---------- EXERCISE DATA
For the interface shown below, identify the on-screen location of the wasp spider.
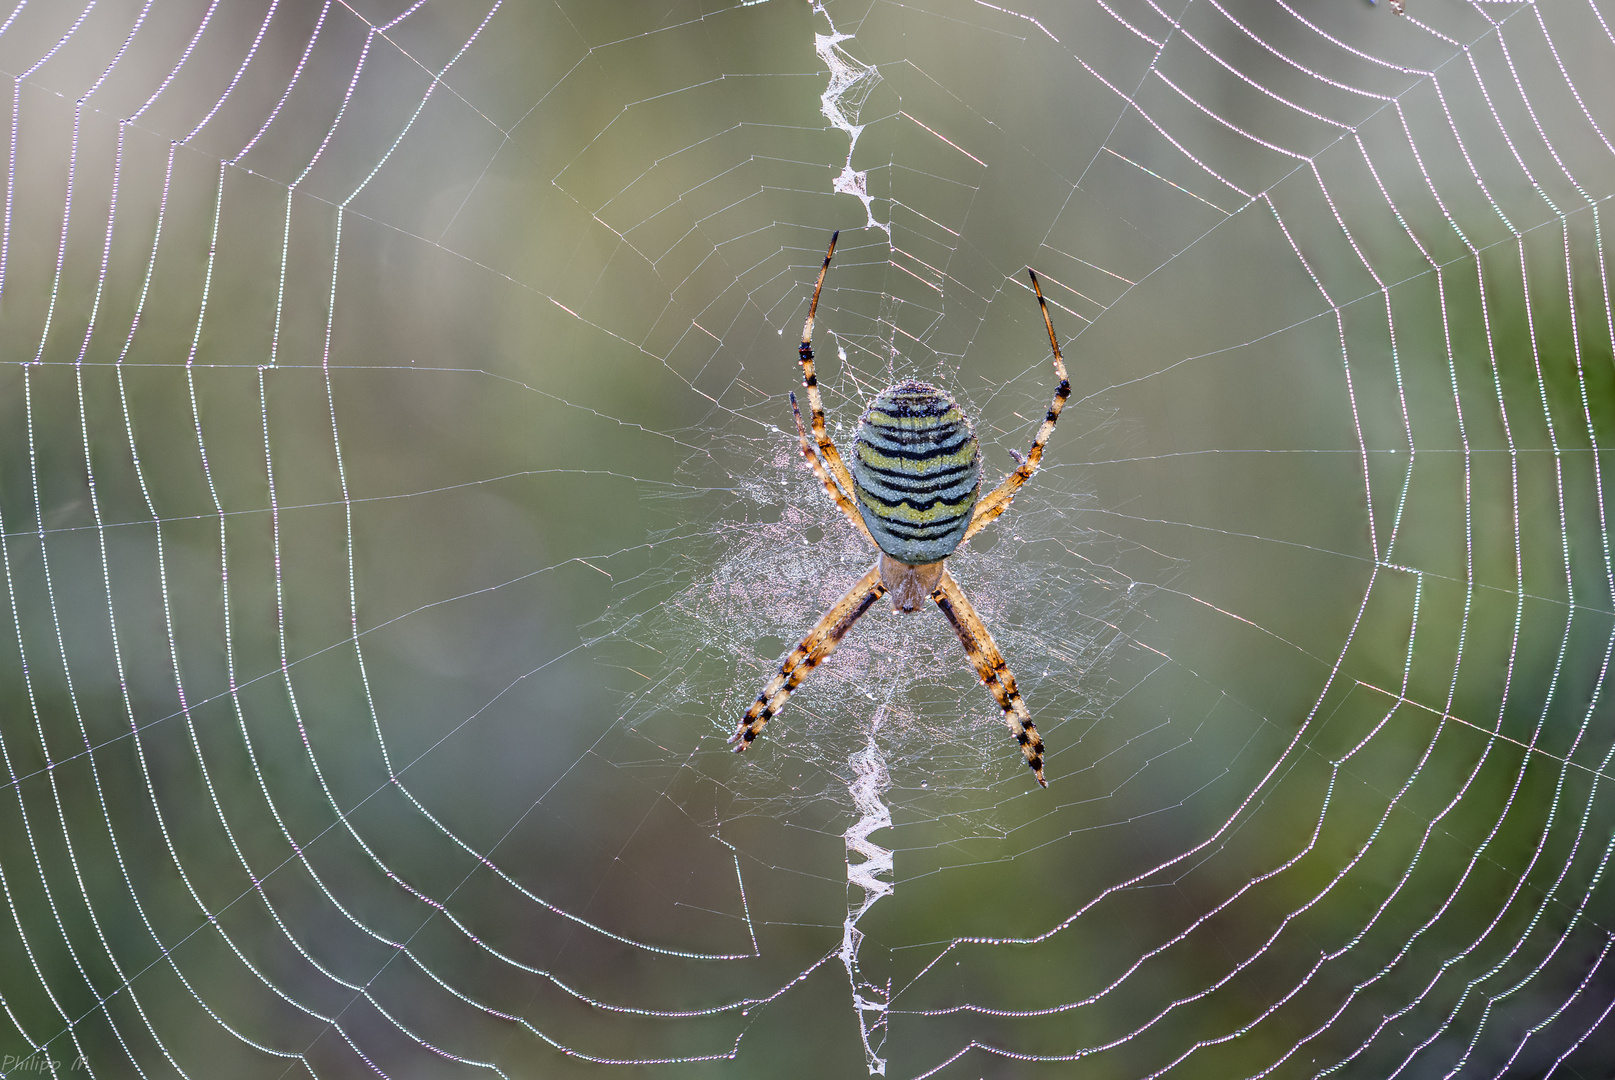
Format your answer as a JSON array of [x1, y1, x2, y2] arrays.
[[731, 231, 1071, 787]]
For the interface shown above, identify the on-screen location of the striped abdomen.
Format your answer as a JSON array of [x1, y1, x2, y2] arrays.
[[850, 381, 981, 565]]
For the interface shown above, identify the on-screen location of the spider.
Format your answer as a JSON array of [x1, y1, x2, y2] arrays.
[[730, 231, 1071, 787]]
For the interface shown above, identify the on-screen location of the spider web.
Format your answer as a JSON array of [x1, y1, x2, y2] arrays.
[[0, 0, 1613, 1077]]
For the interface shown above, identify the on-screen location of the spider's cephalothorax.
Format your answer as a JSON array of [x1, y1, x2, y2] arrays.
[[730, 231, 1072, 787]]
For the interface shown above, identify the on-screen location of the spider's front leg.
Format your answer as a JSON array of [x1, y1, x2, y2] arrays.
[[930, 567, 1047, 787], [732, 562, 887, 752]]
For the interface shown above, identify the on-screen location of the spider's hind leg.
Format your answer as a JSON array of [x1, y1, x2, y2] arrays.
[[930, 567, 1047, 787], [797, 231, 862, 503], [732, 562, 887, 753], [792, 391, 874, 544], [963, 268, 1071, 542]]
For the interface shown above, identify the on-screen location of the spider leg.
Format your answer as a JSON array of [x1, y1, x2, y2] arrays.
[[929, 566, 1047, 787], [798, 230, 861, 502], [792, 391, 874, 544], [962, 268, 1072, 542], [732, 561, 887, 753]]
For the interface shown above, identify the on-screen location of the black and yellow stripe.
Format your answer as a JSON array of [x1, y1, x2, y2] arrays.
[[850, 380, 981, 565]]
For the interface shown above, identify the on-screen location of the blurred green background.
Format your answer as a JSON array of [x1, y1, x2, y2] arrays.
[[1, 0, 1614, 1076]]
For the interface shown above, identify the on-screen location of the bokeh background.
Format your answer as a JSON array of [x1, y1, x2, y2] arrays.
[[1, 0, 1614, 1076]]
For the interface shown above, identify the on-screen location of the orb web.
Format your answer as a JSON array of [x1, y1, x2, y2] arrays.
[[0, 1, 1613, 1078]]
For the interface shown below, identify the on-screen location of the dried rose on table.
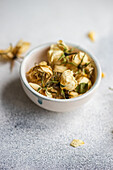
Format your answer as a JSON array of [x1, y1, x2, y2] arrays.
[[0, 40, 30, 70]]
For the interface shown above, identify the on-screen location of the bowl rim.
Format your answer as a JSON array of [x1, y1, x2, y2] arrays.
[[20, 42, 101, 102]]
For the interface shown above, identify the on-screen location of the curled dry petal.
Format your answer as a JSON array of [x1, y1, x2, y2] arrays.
--------------------
Everything in the material goes into the copy exactly, except the images.

For the interface shown below, identify the on-screen location of the wasp spider.
Format your answer as a JSON array of [x1, y1, x2, y2] arrays.
[[731, 231, 1071, 787]]
For the interface shown above, identify the on-screen location of the striped abdomen.
Format your answer as a JSON array of [x1, y1, x2, y2] arrays.
[[850, 381, 981, 565]]
For the interface shown above, identify the on-screen location of the spider.
Format your answer as a JSON array of [x1, y1, x2, y2] arrays.
[[730, 231, 1071, 787]]
For the interface shown above, identify the on-screen location of the spider web.
Format your answer as a JSON array of [x1, y1, x2, y2] arrays.
[[0, 0, 1613, 1077]]
For the interface shown above, identify the on-screen location of the spider's cephalothorax.
Format your answer as a JSON array of [x1, y1, x2, y2] arrays.
[[730, 231, 1072, 787]]
For the interface shown above, identify the on-screen location of the spider's front leg.
Format your answer as a JSON array of [x1, y1, x2, y2] arrays.
[[930, 567, 1047, 787], [732, 562, 887, 752]]
For the interface shown above, identify the on-screen location of the spider's hind leg.
Format your answer as a JSON array of [x1, y1, x2, y2] arrays.
[[930, 567, 1047, 787], [797, 231, 862, 503], [732, 562, 887, 753], [792, 391, 874, 544], [963, 268, 1071, 542]]
For the interface shown above, identify the on-screen location of the spider leg.
Format your answer as a JSON array of [x1, y1, x2, y2] arrays.
[[929, 566, 1047, 787], [798, 230, 861, 502], [792, 391, 874, 544], [962, 268, 1072, 542], [732, 561, 887, 753]]
For the interface shown above, identify the on-screen location of the black and yellow stripe.
Format your answer as a JSON array of [x1, y1, x2, y2] arrays.
[[850, 380, 981, 565]]
For the interface shown above, identify the on-screen location of the blurred green background.
Format your answer as a JSON array of [x1, y1, x2, y2] arrays.
[[1, 0, 1614, 1076]]
For the interface shown above, identify the on-screen location of the bokeh background.
Format your answer as a JSON array of [x1, y1, x2, y2] arrays.
[[1, 0, 1614, 1076]]
For the interface shown above, identify the on-screen location of the orb web.
Format your answer as a JSON array of [x1, y1, x2, y2] arrays.
[[0, 1, 1613, 1078]]
For the interface shown below, identify the on-screen location of the dried rose on table.
Format your answer as a JSON array of [x1, y1, x2, y2] arrays.
[[0, 40, 30, 70]]
For the interface shown above, identify the on-screen location of the bowl rim.
Format your answer as a JSON array of [x1, y1, x2, y2] arrays.
[[20, 42, 101, 102]]
For the interface shown above, identify the on-screen location of the curled dry petal.
Format your answer as a JSON array of [x1, y1, x2, y2] arrays.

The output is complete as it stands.